» What you are asked to do:
Please answer from the personal update below: what did the writer do for New Year's?

Hi everyone. I'm back!
My life has been a disaster these past few months. I've been working full time, got my heart broken again (Aka Emma was played by another guy). I just started school again and I'm drowning in work. So the moral of the story is I had no interest in writing ever again. I didn't plan on making NYTK into something better and potentially something I could publish.
Well long story short, I realized I wanted better things. I left behind the toxic people of 2020, went on a long New Years hike and screamed away my problems at the top of what at the time felt like the top of the world. I am entering 2021 with new intensions of bettering myself for myself. I stopped chasing people that clearly didn't care if they lost me. I started complimenting myself and reviewing the positives in my life.
I was reflecting on what was important to me, and things that made me happy and whole as a person. Writing being one of them.
I prioritize what is important to me, and try to remain kind to myself when things fall apart or don't go as intended.
Stress and many different mental health issues continue to be a struggle but my desire to be better is stronger. Self love is always a struggle but choosing to remove the negativity (People, or inner thoughts) and replace it with positivity has helped me realize a lot.

» Data under study:
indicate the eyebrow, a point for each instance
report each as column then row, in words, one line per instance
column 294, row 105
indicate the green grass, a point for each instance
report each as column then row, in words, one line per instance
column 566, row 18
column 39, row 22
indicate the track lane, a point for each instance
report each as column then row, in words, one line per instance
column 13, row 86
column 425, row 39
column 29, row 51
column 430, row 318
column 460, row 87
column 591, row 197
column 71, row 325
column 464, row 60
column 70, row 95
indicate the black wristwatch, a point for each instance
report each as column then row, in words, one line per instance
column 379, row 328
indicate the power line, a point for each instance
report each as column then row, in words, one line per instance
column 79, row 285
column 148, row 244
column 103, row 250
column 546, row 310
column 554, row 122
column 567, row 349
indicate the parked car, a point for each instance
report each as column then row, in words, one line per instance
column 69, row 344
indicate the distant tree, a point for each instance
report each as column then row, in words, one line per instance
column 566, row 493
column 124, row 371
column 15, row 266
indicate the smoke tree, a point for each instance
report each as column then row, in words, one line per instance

» Answer for the task:
The writer went on a long New Years hike and screamed away their problems at the top.